> _Given problem_: Reproduce the complete listing without any deviation.

> _Dataset extract_:
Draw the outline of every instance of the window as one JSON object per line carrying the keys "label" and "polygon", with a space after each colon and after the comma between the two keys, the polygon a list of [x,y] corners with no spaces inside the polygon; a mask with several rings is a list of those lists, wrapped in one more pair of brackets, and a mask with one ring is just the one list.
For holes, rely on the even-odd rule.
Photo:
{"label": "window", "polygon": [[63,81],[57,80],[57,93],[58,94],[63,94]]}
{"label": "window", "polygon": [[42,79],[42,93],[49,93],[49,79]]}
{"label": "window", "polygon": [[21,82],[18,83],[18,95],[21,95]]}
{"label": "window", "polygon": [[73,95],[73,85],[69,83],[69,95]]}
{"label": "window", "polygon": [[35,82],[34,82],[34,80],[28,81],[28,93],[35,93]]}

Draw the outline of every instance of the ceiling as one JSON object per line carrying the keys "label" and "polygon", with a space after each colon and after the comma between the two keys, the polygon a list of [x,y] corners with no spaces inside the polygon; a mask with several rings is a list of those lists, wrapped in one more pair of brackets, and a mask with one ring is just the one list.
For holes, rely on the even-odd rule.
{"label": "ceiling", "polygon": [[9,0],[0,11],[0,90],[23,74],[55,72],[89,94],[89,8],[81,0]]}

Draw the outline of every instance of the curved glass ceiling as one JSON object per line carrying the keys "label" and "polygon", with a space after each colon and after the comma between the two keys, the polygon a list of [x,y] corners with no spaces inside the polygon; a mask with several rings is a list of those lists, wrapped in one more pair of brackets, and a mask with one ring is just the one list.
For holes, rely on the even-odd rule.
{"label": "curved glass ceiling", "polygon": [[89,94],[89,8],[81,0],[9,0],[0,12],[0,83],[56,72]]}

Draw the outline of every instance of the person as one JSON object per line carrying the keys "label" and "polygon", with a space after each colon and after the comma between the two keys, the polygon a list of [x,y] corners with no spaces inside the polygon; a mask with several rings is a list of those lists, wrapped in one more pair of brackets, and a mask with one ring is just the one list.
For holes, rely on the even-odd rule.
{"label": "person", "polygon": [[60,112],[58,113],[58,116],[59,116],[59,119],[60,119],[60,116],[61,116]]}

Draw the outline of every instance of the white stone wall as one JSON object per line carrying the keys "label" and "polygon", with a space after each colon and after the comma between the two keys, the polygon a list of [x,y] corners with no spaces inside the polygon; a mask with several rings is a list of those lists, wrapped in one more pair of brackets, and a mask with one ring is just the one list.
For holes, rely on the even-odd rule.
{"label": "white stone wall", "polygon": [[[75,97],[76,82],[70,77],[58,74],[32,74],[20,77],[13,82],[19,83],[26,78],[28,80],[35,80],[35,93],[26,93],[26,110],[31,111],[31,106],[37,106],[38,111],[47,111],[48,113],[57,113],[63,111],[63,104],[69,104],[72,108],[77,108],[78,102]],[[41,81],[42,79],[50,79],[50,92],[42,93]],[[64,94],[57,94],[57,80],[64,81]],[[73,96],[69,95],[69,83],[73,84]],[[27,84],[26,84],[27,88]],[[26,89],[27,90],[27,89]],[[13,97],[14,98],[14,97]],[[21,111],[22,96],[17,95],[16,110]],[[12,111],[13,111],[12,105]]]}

> _Solution to this problem_:
Draw the outline of every instance of the window as one JSON object per line carrying the keys "label" and "polygon", with a space after each colon and after the comma between the two keys, the polygon a list of [x,y] corners with no spaces inside the polygon; a mask with several rings is a list of those lists, wrapped in one more pair of brackets, and a mask with one ring is just the one list.
For holes, rely on the even-odd rule.
Photo:
{"label": "window", "polygon": [[63,81],[57,80],[57,93],[58,94],[63,94]]}
{"label": "window", "polygon": [[42,79],[42,93],[49,93],[49,79]]}
{"label": "window", "polygon": [[21,82],[18,83],[18,95],[21,95]]}
{"label": "window", "polygon": [[73,95],[73,85],[69,83],[69,95]]}
{"label": "window", "polygon": [[35,82],[34,82],[34,80],[28,81],[28,93],[35,93]]}

Draw the outline of every instance of the ceiling as one JSON object per line carrying the keys "label" and "polygon", with a space after each colon and after the comma between the two keys, the polygon a list of [x,y] corners with no spaces inside the polygon; a mask with several rings is a list of those lists, wrapped in one more pair of brackets, and a mask with one ring is just the one list.
For holes, rely on the even-odd rule.
{"label": "ceiling", "polygon": [[9,0],[0,11],[0,90],[23,74],[55,72],[89,94],[89,8],[81,0]]}

Draw the outline of every instance of the curved glass ceiling as one JSON object per line carrying the keys "label" and "polygon", with a space after each colon and after the comma between the two keys, the polygon a list of [x,y] corners with no spaces inside the polygon; a mask with several rings is a list of those lists, wrapped in one more pair of brackets, and a mask with one ring is just the one list.
For holes, rely on the even-odd rule.
{"label": "curved glass ceiling", "polygon": [[89,94],[89,8],[81,0],[9,0],[0,12],[0,83],[56,72]]}

Draw the outline of every instance of the person as one JSON object per line carrying the keys "label" and "polygon", with a space after each colon and after the comma between the two keys, the polygon a list of [x,y] corners with no spaces inside the polygon; a mask with several rings is a list of those lists, wrapped in one more pair of brackets, and a mask with one ring is just the one list.
For holes, rely on the even-odd rule.
{"label": "person", "polygon": [[60,112],[58,113],[58,116],[59,116],[59,119],[60,119],[60,116],[61,116]]}

Draw the outline of every instance of the white stone wall as one JSON object per line carrying the keys "label" and "polygon", with a space after each colon and after the comma between the two keys, the polygon a list of [x,y] corners with no spaces inside the polygon; a mask with several rings is a list of those lists, wrapped in one more pair of brackets, and a mask with one ring is just the one list.
For holes, rely on the even-odd rule.
{"label": "white stone wall", "polygon": [[[75,97],[76,82],[70,77],[58,74],[32,74],[20,77],[13,82],[19,83],[26,78],[28,80],[35,80],[35,93],[26,93],[26,110],[31,111],[31,106],[37,106],[38,111],[47,111],[48,113],[57,113],[63,111],[63,104],[69,104],[72,108],[77,108],[78,102]],[[41,81],[42,79],[50,79],[50,92],[42,93]],[[64,94],[57,94],[57,80],[64,81]],[[73,96],[69,95],[69,83],[73,84]],[[27,84],[26,84],[27,88]],[[26,89],[27,90],[27,89]],[[13,97],[14,98],[14,97]],[[21,111],[22,96],[17,95],[16,110]],[[12,111],[13,111],[12,105]]]}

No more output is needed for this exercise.